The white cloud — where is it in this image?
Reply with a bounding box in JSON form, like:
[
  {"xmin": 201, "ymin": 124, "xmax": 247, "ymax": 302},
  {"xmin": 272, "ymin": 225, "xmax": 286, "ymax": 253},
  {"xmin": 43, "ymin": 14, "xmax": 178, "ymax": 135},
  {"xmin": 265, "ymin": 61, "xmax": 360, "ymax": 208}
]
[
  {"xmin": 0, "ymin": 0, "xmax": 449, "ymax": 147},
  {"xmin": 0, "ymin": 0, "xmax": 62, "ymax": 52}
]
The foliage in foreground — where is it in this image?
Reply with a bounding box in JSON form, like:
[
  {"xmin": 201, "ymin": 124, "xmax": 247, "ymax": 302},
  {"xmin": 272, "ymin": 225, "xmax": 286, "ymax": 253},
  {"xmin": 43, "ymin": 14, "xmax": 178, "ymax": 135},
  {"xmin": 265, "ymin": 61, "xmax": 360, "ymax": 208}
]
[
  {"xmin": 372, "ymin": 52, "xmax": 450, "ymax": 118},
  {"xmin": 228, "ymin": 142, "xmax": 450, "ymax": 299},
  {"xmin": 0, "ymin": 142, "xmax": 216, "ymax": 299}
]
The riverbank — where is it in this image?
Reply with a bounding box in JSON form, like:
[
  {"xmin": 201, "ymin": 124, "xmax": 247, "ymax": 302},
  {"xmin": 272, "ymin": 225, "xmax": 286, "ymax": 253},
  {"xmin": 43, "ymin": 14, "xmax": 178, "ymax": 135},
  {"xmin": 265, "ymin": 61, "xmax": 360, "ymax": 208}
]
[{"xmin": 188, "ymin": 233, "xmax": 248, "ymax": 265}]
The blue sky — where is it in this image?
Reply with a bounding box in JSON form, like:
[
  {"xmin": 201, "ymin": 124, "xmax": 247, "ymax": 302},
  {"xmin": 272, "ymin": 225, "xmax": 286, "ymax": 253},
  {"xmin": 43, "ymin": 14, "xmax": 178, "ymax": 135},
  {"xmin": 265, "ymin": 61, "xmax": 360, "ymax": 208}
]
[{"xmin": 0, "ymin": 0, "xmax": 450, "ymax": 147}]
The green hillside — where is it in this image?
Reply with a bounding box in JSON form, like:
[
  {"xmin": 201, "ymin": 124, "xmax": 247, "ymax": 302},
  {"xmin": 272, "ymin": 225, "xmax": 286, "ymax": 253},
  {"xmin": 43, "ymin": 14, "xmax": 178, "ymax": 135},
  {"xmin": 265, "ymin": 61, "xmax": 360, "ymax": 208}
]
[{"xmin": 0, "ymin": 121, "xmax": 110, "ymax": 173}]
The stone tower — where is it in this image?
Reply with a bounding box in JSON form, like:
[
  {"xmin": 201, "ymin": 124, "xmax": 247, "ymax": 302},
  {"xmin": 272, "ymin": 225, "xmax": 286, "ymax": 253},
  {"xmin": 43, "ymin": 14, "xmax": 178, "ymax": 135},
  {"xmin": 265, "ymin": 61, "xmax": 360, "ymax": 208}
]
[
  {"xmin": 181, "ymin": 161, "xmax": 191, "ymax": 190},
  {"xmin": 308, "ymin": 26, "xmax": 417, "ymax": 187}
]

◆ ◆ ◆ ◆ ◆

Please copy the lines above without changing anything.

*Reply*:
The white cloud — where is it in this image?
Reply with a bounding box in JSON form, like:
[
  {"xmin": 201, "ymin": 124, "xmax": 247, "ymax": 302},
  {"xmin": 272, "ymin": 225, "xmax": 286, "ymax": 253},
  {"xmin": 43, "ymin": 14, "xmax": 178, "ymax": 135},
  {"xmin": 265, "ymin": 61, "xmax": 360, "ymax": 208}
]
[
  {"xmin": 0, "ymin": 0, "xmax": 449, "ymax": 147},
  {"xmin": 0, "ymin": 0, "xmax": 62, "ymax": 52}
]
The foliage in foreground — where is it in this image?
Reply with a bounding box in JSON form, like:
[
  {"xmin": 201, "ymin": 124, "xmax": 247, "ymax": 302},
  {"xmin": 272, "ymin": 225, "xmax": 286, "ymax": 253},
  {"xmin": 43, "ymin": 14, "xmax": 178, "ymax": 135},
  {"xmin": 265, "ymin": 61, "xmax": 360, "ymax": 208}
]
[
  {"xmin": 372, "ymin": 52, "xmax": 450, "ymax": 118},
  {"xmin": 228, "ymin": 142, "xmax": 450, "ymax": 299},
  {"xmin": 0, "ymin": 142, "xmax": 216, "ymax": 299}
]
The riverbank — where is it in this image?
Reply with a bounding box in JSON form, like:
[
  {"xmin": 201, "ymin": 124, "xmax": 247, "ymax": 302},
  {"xmin": 272, "ymin": 225, "xmax": 286, "ymax": 253},
  {"xmin": 43, "ymin": 14, "xmax": 178, "ymax": 135},
  {"xmin": 265, "ymin": 61, "xmax": 360, "ymax": 208}
]
[{"xmin": 188, "ymin": 233, "xmax": 248, "ymax": 265}]
The blue sky — where is it in this image?
Reply with a bounding box in JSON form, like:
[
  {"xmin": 201, "ymin": 124, "xmax": 247, "ymax": 302},
  {"xmin": 272, "ymin": 225, "xmax": 286, "ymax": 253},
  {"xmin": 43, "ymin": 14, "xmax": 178, "ymax": 135},
  {"xmin": 265, "ymin": 61, "xmax": 360, "ymax": 208}
]
[{"xmin": 0, "ymin": 0, "xmax": 450, "ymax": 147}]
The green hillside — where is it in this image?
Reply with a bounding box in JSON form, like:
[
  {"xmin": 201, "ymin": 124, "xmax": 247, "ymax": 302},
  {"xmin": 272, "ymin": 225, "xmax": 286, "ymax": 253},
  {"xmin": 43, "ymin": 14, "xmax": 178, "ymax": 135},
  {"xmin": 265, "ymin": 61, "xmax": 360, "ymax": 208}
]
[{"xmin": 0, "ymin": 121, "xmax": 110, "ymax": 173}]
The stone tower — where is it in this image?
Reply with a bounding box in JSON form, like:
[
  {"xmin": 201, "ymin": 124, "xmax": 247, "ymax": 302},
  {"xmin": 272, "ymin": 225, "xmax": 286, "ymax": 253},
  {"xmin": 43, "ymin": 14, "xmax": 178, "ymax": 135},
  {"xmin": 265, "ymin": 61, "xmax": 360, "ymax": 208}
]
[
  {"xmin": 181, "ymin": 161, "xmax": 191, "ymax": 190},
  {"xmin": 308, "ymin": 26, "xmax": 417, "ymax": 187}
]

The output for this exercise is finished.